■ Exercise requirements
Identify every line in the entries below that contains the string "water", matching case exactly, and copy each such line in full.

BEGIN Extracted entries

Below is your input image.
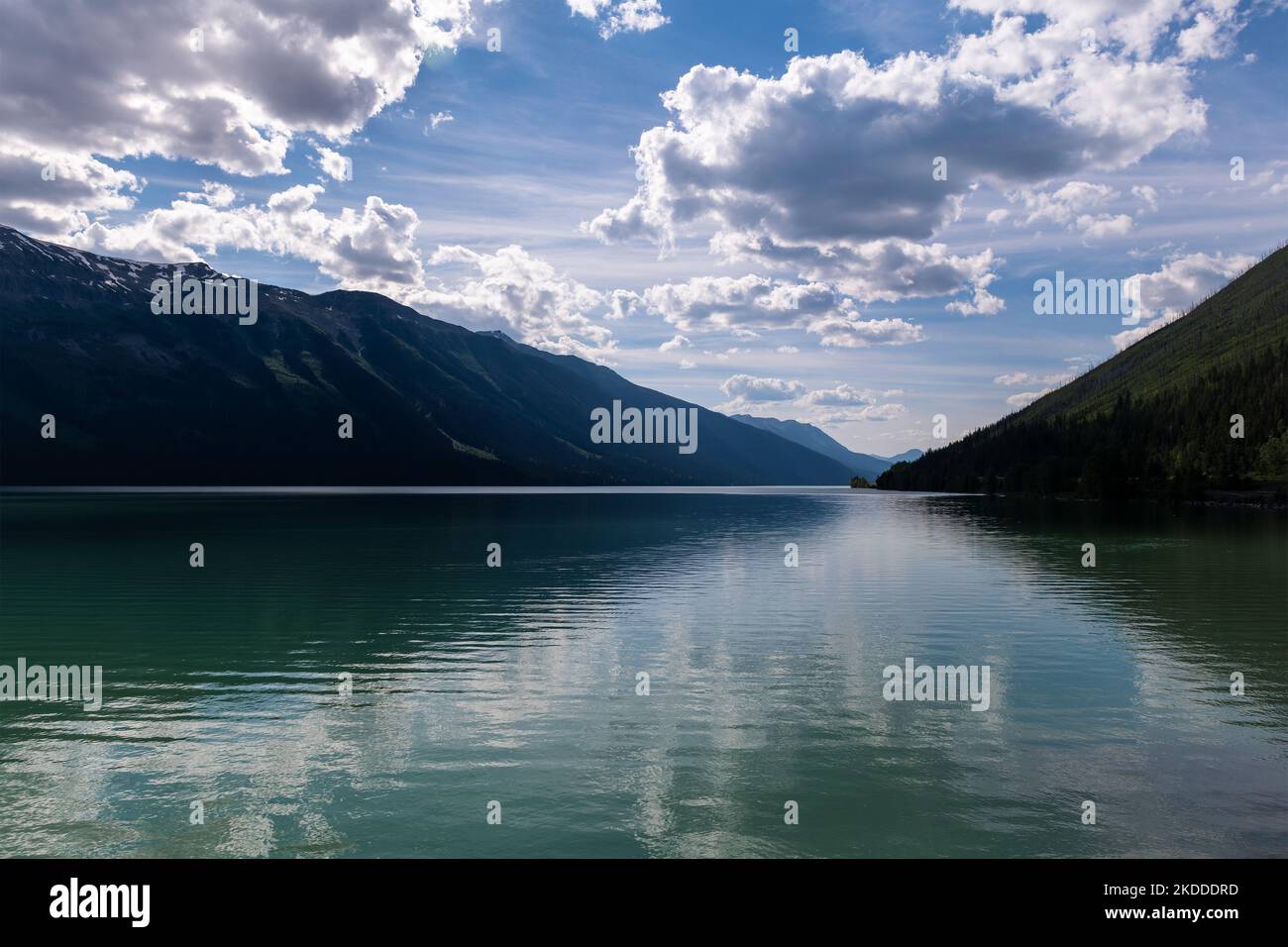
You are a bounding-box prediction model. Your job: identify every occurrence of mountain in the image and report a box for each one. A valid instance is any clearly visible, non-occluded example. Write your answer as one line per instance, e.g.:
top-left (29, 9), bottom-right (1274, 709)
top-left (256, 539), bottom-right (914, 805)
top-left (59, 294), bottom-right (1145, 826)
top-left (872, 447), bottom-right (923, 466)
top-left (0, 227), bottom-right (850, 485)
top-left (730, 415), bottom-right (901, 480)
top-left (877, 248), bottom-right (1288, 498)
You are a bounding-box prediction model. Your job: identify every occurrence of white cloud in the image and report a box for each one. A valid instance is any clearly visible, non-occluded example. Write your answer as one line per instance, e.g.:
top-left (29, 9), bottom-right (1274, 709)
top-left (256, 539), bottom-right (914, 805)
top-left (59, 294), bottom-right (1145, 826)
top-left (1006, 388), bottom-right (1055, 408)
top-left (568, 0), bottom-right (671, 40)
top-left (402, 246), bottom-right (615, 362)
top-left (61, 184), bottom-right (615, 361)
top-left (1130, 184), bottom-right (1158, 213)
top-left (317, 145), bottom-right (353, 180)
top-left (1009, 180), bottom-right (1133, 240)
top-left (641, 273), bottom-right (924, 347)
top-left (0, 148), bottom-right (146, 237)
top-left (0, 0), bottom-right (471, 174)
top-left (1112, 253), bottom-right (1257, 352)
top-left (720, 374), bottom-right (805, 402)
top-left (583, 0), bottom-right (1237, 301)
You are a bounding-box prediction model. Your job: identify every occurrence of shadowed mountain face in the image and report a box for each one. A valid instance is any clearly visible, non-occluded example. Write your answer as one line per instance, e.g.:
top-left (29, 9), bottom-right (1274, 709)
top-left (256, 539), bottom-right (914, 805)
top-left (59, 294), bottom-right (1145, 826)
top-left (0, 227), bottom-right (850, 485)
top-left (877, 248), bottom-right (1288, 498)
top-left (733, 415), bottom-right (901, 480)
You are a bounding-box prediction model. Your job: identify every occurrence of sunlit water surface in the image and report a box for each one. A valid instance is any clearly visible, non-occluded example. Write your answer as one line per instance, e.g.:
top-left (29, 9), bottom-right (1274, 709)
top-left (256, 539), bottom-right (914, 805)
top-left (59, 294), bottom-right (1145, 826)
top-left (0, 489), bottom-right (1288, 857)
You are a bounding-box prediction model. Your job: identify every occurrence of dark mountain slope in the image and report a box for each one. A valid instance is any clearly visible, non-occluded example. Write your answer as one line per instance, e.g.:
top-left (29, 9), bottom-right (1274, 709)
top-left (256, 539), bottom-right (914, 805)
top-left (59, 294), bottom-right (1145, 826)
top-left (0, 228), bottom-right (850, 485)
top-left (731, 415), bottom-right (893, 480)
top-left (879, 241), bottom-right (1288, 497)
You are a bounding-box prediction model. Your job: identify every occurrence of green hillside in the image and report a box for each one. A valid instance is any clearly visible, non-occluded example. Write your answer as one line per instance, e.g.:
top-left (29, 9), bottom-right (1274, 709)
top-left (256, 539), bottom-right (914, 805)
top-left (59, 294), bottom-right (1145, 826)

END Extracted entries

■ Task result
You are a bounding-box prediction model. Your job: identify every occurrence of sunlit water surface in the image and report a box for each one. A valid instance is any clearly visible, non-occluded example. Write your answer as one line per instance, e.g.:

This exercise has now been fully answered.